- Data excerpts:
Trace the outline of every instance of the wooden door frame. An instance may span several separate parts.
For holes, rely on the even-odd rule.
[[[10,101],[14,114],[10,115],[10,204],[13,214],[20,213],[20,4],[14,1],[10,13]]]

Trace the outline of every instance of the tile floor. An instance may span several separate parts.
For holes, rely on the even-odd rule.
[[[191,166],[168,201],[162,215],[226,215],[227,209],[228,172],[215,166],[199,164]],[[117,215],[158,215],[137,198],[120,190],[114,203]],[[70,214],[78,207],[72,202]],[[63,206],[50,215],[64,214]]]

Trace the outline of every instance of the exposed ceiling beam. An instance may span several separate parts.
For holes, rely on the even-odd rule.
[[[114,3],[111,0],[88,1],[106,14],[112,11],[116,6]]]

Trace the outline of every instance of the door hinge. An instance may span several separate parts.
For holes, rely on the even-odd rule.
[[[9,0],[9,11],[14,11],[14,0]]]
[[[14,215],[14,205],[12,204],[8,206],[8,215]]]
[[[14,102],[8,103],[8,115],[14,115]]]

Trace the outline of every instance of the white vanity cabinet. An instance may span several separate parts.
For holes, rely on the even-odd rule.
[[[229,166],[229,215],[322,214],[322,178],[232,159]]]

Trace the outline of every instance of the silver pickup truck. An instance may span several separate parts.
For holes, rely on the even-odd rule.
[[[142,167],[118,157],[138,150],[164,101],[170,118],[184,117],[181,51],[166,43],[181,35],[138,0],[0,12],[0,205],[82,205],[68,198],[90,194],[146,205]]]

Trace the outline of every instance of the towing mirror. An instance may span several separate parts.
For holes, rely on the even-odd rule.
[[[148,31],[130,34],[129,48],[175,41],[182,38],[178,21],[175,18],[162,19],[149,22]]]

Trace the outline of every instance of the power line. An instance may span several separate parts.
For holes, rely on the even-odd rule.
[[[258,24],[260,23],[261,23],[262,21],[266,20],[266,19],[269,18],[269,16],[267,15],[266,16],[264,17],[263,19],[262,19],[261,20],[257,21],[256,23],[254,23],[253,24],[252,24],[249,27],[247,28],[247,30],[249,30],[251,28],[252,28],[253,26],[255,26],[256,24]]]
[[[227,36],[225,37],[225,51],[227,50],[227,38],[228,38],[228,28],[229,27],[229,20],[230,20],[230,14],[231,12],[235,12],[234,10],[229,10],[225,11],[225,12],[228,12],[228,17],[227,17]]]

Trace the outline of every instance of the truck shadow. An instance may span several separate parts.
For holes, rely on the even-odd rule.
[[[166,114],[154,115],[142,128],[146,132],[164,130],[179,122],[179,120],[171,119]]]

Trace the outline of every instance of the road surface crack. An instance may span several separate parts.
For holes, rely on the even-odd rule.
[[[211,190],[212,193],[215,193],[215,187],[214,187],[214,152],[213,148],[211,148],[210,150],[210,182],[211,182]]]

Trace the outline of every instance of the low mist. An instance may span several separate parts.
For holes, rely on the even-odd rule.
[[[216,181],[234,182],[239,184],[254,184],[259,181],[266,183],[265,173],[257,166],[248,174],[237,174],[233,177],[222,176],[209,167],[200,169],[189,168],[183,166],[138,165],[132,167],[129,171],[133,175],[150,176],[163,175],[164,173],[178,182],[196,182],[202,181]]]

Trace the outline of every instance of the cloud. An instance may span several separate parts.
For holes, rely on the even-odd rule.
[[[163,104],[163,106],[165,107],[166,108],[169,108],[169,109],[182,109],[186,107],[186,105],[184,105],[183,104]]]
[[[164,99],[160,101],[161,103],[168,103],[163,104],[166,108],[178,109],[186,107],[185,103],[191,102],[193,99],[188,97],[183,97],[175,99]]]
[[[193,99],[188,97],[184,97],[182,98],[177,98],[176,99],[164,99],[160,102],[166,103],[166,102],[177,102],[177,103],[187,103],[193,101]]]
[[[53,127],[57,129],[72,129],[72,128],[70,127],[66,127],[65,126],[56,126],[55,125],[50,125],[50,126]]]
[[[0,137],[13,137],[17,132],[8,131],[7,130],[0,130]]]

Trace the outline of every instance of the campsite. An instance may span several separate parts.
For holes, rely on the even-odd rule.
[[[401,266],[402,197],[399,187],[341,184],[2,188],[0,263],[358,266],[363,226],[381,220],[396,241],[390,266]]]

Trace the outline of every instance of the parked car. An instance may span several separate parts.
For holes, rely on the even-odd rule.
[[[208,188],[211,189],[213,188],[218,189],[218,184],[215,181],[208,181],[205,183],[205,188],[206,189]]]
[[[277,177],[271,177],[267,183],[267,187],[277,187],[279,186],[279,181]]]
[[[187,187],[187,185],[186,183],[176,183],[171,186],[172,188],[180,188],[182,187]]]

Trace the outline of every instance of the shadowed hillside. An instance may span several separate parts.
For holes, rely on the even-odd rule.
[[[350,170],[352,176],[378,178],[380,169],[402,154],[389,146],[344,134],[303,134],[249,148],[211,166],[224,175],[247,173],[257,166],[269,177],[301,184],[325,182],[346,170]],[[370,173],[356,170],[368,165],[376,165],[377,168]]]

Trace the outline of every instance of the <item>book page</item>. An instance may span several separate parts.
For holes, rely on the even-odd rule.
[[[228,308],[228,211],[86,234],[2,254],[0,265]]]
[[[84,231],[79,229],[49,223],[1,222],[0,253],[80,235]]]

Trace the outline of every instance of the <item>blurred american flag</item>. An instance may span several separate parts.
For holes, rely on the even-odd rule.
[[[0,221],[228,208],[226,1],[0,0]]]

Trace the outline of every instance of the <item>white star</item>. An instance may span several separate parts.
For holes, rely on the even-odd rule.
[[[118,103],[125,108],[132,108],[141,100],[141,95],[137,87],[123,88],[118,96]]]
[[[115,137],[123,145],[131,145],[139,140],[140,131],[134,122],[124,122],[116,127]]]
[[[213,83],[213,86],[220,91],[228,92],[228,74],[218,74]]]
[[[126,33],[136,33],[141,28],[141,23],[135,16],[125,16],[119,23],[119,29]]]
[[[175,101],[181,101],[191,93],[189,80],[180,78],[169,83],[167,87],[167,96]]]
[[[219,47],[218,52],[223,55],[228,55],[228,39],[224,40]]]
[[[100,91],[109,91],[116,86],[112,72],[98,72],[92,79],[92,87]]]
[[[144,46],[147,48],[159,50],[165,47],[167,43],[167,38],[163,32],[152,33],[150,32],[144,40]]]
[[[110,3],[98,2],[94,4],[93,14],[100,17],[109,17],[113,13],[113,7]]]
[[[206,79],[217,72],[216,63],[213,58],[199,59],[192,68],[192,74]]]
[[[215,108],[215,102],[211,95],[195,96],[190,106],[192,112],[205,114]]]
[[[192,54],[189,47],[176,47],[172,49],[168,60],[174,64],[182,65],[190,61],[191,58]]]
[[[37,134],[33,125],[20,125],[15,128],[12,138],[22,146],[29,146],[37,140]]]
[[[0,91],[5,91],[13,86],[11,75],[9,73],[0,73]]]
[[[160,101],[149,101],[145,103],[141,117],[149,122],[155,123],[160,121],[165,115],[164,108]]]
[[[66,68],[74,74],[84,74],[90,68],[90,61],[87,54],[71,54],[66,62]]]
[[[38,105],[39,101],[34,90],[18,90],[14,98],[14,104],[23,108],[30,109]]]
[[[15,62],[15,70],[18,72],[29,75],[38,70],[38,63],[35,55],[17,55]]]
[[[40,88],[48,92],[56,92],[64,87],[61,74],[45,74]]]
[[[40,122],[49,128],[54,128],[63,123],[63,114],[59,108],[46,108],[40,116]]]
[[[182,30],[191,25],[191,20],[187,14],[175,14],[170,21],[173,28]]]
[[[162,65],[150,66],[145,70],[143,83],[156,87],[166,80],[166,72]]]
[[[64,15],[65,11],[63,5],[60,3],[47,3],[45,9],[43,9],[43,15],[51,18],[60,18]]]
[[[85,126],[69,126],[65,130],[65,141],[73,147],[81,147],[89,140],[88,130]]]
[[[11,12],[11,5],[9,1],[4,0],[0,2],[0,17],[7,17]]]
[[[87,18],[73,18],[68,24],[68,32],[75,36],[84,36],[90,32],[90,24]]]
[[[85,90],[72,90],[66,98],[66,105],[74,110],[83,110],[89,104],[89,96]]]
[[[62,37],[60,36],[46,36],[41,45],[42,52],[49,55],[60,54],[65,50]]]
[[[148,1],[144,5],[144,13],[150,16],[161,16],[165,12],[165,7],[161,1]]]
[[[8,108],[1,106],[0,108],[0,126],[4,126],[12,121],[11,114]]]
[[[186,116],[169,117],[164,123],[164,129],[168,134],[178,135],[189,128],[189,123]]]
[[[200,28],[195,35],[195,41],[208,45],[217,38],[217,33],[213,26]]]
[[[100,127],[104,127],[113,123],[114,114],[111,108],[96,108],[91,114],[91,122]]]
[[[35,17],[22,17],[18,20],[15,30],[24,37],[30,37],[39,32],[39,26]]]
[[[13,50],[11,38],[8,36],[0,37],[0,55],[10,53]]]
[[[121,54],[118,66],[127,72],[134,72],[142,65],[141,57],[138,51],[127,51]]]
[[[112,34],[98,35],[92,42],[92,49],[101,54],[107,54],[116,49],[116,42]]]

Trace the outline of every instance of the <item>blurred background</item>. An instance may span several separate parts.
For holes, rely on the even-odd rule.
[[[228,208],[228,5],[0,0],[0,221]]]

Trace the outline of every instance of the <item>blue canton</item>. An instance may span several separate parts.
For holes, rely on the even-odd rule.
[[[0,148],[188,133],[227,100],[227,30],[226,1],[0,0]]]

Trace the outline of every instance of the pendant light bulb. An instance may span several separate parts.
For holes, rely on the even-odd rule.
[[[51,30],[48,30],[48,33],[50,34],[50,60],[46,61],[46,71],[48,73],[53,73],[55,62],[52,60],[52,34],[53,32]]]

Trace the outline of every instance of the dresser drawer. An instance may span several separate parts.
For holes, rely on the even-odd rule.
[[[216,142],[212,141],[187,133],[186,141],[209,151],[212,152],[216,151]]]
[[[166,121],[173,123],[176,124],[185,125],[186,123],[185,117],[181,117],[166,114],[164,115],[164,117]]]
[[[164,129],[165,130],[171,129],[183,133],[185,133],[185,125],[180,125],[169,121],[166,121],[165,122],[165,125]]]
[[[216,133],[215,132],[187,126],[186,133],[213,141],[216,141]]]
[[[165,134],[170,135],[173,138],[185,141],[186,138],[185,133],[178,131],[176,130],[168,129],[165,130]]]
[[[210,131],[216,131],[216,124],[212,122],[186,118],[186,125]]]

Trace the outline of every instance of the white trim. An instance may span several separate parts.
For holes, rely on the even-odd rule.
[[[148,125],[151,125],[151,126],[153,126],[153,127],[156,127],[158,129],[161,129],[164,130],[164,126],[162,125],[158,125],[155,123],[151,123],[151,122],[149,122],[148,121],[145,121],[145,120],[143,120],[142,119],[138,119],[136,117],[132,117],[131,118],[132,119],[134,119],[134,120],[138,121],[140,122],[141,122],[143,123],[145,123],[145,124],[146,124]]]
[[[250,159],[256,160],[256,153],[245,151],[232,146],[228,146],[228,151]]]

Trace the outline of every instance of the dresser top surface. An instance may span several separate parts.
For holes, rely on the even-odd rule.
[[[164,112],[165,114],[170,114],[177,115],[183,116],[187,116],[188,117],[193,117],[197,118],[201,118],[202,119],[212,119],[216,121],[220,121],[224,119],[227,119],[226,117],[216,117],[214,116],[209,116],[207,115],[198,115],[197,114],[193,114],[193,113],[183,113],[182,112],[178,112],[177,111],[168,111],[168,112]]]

- Work to be completed: Could you rewrite every line of the listing between the lines holding "Trace the outline of every instance of the <item>book" and "[[[0,221],[228,208],[226,1],[0,0]]]", inclusive, with each outline coordinate multiplied by 0.8 and rounded to a whole number, halves rounding up? Keep the instruction lines as they are.

- Output for this task:
Trace the outline of every instance of the <item>book page</item>. An instance may span several separate parts.
For holes, rely on the even-odd rule.
[[[182,246],[182,169],[69,187],[2,203],[0,212]]]
[[[67,185],[63,183],[39,178],[1,178],[0,202],[64,188]]]

Trace the outline of every instance of the <item>blurred american flag</item>. An instance may span several separate parts.
For holes, rely on the even-odd rule.
[[[0,177],[182,166],[181,1],[0,0]]]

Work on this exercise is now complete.